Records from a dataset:
━━━━

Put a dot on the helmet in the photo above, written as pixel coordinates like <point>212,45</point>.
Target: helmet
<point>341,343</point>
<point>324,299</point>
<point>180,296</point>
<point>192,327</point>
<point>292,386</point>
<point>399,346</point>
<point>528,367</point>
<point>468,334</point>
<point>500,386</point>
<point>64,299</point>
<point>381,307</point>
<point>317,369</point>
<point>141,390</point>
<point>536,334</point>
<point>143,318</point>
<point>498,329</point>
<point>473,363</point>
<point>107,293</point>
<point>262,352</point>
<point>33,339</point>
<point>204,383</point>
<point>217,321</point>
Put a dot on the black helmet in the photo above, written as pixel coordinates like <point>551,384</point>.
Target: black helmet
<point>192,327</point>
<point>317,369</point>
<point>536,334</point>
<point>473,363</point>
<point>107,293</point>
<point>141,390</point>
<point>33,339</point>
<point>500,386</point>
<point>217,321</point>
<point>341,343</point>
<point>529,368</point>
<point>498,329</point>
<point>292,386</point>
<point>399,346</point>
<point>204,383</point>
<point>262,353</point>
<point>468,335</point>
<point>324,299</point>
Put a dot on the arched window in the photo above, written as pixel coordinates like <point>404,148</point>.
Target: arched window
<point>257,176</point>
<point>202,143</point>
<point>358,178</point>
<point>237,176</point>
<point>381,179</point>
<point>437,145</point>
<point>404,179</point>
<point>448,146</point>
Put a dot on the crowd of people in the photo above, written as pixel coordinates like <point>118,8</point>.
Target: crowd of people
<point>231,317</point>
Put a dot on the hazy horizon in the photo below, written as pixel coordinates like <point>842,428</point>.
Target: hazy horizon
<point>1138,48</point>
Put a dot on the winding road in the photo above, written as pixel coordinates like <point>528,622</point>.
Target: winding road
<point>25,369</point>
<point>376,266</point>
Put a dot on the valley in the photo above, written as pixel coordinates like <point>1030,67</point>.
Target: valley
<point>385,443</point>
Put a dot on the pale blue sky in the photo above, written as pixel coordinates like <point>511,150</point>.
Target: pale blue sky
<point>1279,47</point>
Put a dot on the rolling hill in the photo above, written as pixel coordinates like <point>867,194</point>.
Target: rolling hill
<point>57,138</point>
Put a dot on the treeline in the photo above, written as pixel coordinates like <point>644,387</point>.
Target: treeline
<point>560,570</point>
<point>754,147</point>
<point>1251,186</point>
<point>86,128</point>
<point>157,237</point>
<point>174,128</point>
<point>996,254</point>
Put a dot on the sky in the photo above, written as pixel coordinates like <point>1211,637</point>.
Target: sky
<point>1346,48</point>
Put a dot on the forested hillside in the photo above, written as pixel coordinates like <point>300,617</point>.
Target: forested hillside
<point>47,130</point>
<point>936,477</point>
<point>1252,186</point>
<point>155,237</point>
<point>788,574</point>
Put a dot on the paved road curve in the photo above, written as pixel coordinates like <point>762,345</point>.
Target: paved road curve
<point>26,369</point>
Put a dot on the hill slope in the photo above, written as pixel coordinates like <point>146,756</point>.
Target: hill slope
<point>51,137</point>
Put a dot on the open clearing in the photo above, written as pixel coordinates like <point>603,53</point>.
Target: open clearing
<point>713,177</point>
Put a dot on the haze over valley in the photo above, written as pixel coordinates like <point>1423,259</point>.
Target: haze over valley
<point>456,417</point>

━━━━

Present the material above as a Markdown table with the columns Row and Line. Include every line from the one containing "Put a dot on the hill" through the final line of the material, omitting blank lines.

| Row | Line |
|---|---|
| 1 | Put a dot on the hill slope in the photo above, written as pixel coordinates like <point>146,756</point>. |
| 2 | Target: hill slope |
| 3 | <point>51,137</point> |
| 4 | Put a dot on the open clearing in the photo above, written as pixel coordinates like <point>603,53</point>. |
| 5 | Target: open clearing |
| 6 | <point>713,177</point> |
| 7 | Put a dot on the haze over valley in the photo above, written as pixel coordinates like <point>1423,259</point>. |
| 8 | Target: haze over valley |
| 9 | <point>456,417</point> |